Hi! I am Wenbo Pan
I’m a Ph.D. student at City University of Hong Kong, expecting to graduate in 2028. With a background in Statistics, Computer Science, and Philosophy, I focus on understanding the capability boundaries and safety concerns of advanced AI systems from a mechanistic perspective. My research blends analytical theory with empirical practice, enabling me to develop well-founded insights. My long-term mission is to reduce p(doom) - even if a tiny bit.
Curious about my academic and professional journey? Explore my full bio to learn more.
What I’m Passionate About
- Research. I enjoy exploring the unknown in science. Currently, I focus on leveraging mathematical and analytical tools to gain deeper insights into Large Language Models (LLMs). I’m also interested in data-driven approaches to fine-tune LLMs for better alignment.
- Reading & Thinking. I spend a significant portion of my leisure time immersed in books, obsessing over both academic non-fiction and sci-fi.
- Productivity Tools. I have open-sourced several projects on GitHub, mainly focusing on productivity tools that aid my research and workflow.
- Writing for Learning. Publishing articles on this site and Rednote is a great way to express my thoughts and refine my ideas through feedback.
Works I’m Proud Of
Faro Chat Models (2024)
A series of fine-tuned LLMs designed for long-context modeling. I curated a large, diverse set of instruction-tuning samples and optimized existing base models using LoRA training and model merging. As a result, these models exhibit significantly improved stability and accuracy in long-text understanding.

[Dataset entries]
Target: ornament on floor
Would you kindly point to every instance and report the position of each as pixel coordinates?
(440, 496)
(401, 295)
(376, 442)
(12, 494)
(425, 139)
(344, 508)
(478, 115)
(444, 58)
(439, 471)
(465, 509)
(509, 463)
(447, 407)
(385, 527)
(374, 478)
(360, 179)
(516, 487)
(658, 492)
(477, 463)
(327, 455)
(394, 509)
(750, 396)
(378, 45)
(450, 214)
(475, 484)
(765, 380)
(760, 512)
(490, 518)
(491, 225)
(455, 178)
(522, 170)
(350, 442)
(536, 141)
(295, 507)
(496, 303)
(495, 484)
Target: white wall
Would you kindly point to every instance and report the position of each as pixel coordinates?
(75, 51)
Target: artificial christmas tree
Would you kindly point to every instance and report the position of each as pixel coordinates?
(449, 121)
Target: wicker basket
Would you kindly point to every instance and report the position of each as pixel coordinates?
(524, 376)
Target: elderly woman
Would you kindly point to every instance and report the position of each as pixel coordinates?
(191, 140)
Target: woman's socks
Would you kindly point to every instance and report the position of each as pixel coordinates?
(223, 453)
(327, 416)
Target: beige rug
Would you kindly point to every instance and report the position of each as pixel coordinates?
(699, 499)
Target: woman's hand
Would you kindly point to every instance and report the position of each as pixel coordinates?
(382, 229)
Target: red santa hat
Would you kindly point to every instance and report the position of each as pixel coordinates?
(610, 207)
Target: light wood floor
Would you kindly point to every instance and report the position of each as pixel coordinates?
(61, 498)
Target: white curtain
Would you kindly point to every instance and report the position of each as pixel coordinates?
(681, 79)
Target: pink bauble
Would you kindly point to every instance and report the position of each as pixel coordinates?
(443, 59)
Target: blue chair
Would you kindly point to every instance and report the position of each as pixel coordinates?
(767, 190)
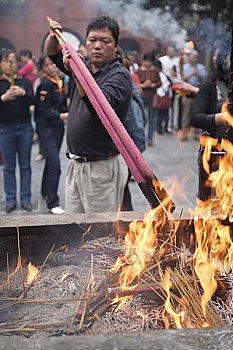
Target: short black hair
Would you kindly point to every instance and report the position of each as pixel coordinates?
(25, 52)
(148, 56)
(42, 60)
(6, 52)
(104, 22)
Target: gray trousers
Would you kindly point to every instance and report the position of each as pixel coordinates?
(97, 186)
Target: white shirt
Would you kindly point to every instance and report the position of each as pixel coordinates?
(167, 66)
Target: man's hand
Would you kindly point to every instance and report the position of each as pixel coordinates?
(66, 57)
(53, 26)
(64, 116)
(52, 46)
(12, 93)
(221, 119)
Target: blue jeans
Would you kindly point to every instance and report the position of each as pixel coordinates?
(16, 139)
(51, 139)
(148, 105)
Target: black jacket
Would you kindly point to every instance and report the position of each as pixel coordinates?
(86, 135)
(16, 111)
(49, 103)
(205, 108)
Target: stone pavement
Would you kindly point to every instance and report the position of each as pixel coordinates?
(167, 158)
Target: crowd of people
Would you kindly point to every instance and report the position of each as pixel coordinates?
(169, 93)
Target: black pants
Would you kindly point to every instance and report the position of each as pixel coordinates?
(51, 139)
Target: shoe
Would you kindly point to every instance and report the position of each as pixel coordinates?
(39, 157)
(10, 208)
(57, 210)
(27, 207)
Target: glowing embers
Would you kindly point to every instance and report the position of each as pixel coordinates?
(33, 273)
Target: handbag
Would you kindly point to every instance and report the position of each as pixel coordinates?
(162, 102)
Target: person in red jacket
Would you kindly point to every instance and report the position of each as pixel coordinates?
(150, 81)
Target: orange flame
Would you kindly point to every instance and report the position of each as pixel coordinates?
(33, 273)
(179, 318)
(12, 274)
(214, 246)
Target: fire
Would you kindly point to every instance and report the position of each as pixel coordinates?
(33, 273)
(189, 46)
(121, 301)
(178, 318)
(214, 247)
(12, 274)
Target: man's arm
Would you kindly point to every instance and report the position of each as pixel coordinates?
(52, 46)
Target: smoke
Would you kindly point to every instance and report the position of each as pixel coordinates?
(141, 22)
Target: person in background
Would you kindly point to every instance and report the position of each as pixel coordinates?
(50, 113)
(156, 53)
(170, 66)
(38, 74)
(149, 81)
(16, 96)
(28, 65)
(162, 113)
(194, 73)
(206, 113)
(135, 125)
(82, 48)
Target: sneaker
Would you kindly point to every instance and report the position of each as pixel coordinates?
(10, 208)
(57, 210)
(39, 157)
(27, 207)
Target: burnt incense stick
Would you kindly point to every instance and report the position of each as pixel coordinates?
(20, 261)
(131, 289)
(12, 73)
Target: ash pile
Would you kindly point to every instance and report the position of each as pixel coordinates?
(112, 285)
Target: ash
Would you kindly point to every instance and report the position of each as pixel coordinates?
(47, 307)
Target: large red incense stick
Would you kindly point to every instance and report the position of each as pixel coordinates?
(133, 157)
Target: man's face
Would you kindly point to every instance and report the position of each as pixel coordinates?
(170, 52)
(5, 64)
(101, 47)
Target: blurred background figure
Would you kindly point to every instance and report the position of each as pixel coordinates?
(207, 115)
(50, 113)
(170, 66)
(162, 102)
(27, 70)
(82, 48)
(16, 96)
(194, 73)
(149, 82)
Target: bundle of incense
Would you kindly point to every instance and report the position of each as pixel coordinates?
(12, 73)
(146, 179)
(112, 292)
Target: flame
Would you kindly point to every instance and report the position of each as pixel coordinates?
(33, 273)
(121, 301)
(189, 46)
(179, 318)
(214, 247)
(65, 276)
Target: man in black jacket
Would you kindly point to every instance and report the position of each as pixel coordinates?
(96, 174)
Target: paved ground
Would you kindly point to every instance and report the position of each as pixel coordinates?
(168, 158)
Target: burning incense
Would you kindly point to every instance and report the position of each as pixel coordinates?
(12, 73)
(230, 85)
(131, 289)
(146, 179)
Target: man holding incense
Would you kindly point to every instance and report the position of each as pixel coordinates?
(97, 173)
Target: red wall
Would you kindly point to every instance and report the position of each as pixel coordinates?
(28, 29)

**Study questions**
1) According to the personal homepage, why are the Faro Chat Models more stable and accurate at understanding long texts? Answer in one to three sentences.
2) Carry on writing the personal homepage from the point where it stops.
These entries come from a separate source.

**Per-task outputs**
1) A large, diverse set of instruction-tuning samples was curated for them, and existing base models were optimized through LoRA training and model merging. These steps produced significantly improved stability and accuracy in long-text understanding.

2)
Safety Residual Space (2025)
An analytical tool for understanding what LLMs learn from safety fine-tuning. It measures activation shifts during training and extracts the most meaningful feature directions—those predictive of LLM behaviors like refusal. Check out the paper for details.
CPT Scaling Law (2024)
We propose a scaling law that estimates the optimal compute (FLOPs) required to reach a certain loss in CPT. Continually Pre-Training (CPT) refers to pre-training a model from an existing checkpoint. Since CPT data distributions often differ from original pre-training data (e.g., different languages), it requires a dedicated study.
moffee (2024)
An open-source slide maker that transforms Markdown documents into clean, professional slide decks. moffee handles the styling and layout, allowing you to focus entirely on the content.